### Challenge
Reproduce each of the rows below verbatim, in their original order, leaving out the pictures.

### Recorded data
___

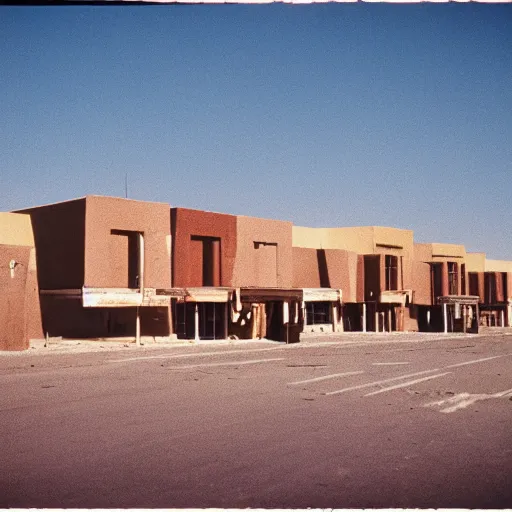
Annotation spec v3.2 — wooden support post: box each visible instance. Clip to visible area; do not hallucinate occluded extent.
[167,299,174,335]
[135,306,140,347]
[331,302,338,332]
[194,302,199,341]
[251,304,259,339]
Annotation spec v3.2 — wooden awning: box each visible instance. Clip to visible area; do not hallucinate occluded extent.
[240,288,302,302]
[302,288,342,302]
[379,290,412,306]
[156,286,232,302]
[437,295,480,305]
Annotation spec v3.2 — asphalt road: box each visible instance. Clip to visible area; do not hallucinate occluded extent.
[0,335,512,508]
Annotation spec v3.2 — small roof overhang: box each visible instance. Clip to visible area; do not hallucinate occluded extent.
[302,288,342,302]
[156,286,232,302]
[379,290,412,306]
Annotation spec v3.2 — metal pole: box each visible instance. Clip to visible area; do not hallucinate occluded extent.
[135,306,140,347]
[224,302,229,340]
[194,302,199,341]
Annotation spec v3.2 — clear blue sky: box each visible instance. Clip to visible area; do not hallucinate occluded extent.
[0,4,512,259]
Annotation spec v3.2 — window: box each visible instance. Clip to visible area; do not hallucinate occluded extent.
[468,272,479,295]
[431,263,443,304]
[306,302,332,325]
[484,272,497,304]
[385,254,398,290]
[189,235,220,286]
[110,229,144,289]
[448,261,459,295]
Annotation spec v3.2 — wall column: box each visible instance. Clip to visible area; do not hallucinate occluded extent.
[224,302,229,340]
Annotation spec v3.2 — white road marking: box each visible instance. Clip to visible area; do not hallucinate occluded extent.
[169,357,284,370]
[108,347,284,363]
[424,389,512,413]
[288,371,364,386]
[364,372,452,396]
[372,361,411,366]
[445,354,512,368]
[325,368,439,395]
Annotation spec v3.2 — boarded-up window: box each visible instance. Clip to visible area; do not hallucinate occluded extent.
[384,254,398,290]
[448,261,459,295]
[468,272,479,295]
[306,302,332,325]
[431,263,443,304]
[254,242,278,288]
[109,229,141,288]
[189,235,221,286]
[484,272,497,304]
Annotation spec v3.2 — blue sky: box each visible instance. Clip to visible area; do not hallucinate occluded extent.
[0,4,512,259]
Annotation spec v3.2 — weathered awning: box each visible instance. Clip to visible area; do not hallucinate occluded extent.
[437,295,480,305]
[240,288,302,302]
[379,290,412,306]
[82,287,169,308]
[157,286,232,302]
[302,288,342,302]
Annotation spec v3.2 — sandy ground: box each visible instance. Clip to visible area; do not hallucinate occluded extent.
[0,333,512,508]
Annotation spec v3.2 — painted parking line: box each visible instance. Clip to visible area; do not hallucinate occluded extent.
[324,368,439,395]
[364,372,452,397]
[107,347,285,363]
[288,371,364,386]
[424,389,512,414]
[445,354,512,368]
[168,357,285,370]
[372,361,411,366]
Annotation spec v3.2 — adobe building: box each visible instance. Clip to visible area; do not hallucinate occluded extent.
[414,243,479,332]
[293,226,417,332]
[293,247,363,333]
[0,213,43,350]
[467,253,512,327]
[19,196,171,340]
[170,208,237,340]
[230,215,302,342]
[170,208,302,341]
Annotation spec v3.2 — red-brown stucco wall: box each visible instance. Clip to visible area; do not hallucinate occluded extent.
[171,208,236,287]
[84,196,171,288]
[0,245,42,350]
[18,198,85,290]
[233,216,293,288]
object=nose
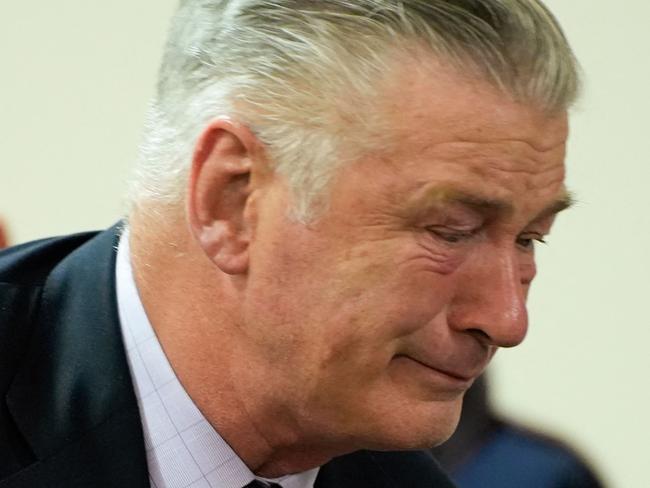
[447,249,534,347]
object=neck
[130,209,342,477]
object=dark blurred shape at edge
[431,375,604,488]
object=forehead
[379,56,568,157]
[332,55,568,221]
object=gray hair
[132,0,579,221]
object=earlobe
[187,119,261,275]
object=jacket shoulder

___

### Reply to the exercise
Annotation spec v3.2 — wooden support post: box each visible instance. Clip to visible area; do not hallucinate occluded extent.
[167,299,174,335]
[135,306,140,347]
[331,302,338,332]
[194,302,199,341]
[251,304,259,339]
Annotation spec v3.2 — wooden awning: box each visible instance. Clip to visible area; do not hallucinate occluded extent.
[240,288,302,302]
[302,288,342,302]
[379,290,412,306]
[156,286,232,302]
[437,295,480,305]
Annotation spec v3.2 — asphalt road: box each visible instance. Clip to visible area; do not hallucinate occluded extent.
[0,335,512,508]
Annotation spec v3.2 — small roof overhang: box each visible instance. Clip to visible area; do not hallucinate occluded extent.
[302,288,342,302]
[156,286,232,302]
[379,290,412,306]
Annotation spec v3.2 — metal pole: box each visible instance. Clip to visible area; do not hallucinate occluded extent.
[135,306,140,347]
[224,302,229,340]
[194,302,199,341]
Annotation spec v3.2 — clear blue sky: box each visible instance. Clip to visible area; do not hallucinate occluded extent.
[0,4,512,259]
Annotation spec v3.2 — window: box each visible instance. Clip to visible area; do not hallucinate occluded extent.
[468,272,479,295]
[431,263,443,304]
[306,302,332,325]
[484,272,497,304]
[385,254,398,290]
[189,235,220,286]
[110,229,144,289]
[448,261,459,295]
Annotation spec v3.2 — wall column: box each visible instance. Clip to visible area; do not hallucinate occluded extent.
[224,302,229,340]
Annotation spec v3.2 — white road marking: box each visible instance. Clip to visible area; do not hallucinate occluded extent.
[169,357,284,370]
[108,347,284,363]
[424,389,512,413]
[288,371,364,386]
[364,372,452,396]
[372,361,411,366]
[445,354,512,368]
[325,368,439,395]
Annotation spec v3.2 — boarded-up window: box each visible instance. Clip to visible area; do not hallucinate occluded extent.
[384,254,398,290]
[448,261,459,295]
[468,272,479,295]
[306,302,332,325]
[431,263,443,304]
[254,242,278,288]
[109,229,141,288]
[189,235,221,286]
[484,272,497,304]
Annotation spec v3.2 — blue sky: box each visible instance. Clip to visible area; do not hallucinate occluded extent.
[0,4,512,259]
Annotation spec v3.2 — weathered awning: box each visible instance. Clip to visible area; do not hallucinate occluded extent.
[437,295,480,305]
[240,288,302,302]
[379,290,412,306]
[82,287,169,308]
[157,286,232,302]
[302,288,342,302]
Annotation spec v3.2 — sandy ground: box each visible instance. Clip to visible area; do not hallucinate occluded extent.
[0,333,512,508]
Annotation spec v3.2 — painted parking line: box each visible instance. Clip to visible area; do not hallucinate occluded extent.
[324,368,439,395]
[364,372,452,397]
[107,347,285,363]
[288,371,364,386]
[424,389,512,414]
[445,354,512,368]
[168,357,285,370]
[372,361,411,366]
Annotation spec v3.2 — adobe building: box each visible instance. Clip to visible area; do not hallucinate occluded extent.
[414,243,479,332]
[293,226,417,332]
[293,247,363,333]
[0,213,43,350]
[467,253,512,327]
[19,196,171,340]
[170,208,237,340]
[230,215,302,342]
[170,208,302,341]
Annotation spec v3.2 — red-brown stucco wall: box each visible instance. Clip to visible area; do not hallucinate occluded extent.
[171,208,236,287]
[84,196,171,288]
[0,245,42,350]
[18,198,85,290]
[233,216,293,288]
object=nose
[447,249,534,347]
object=neck
[130,209,342,477]
object=dark blurred shape at edge
[431,375,604,488]
object=forehead
[379,56,568,157]
[332,55,568,221]
object=gray hair
[132,0,579,221]
object=earlobe
[187,119,261,275]
object=jacket shoulder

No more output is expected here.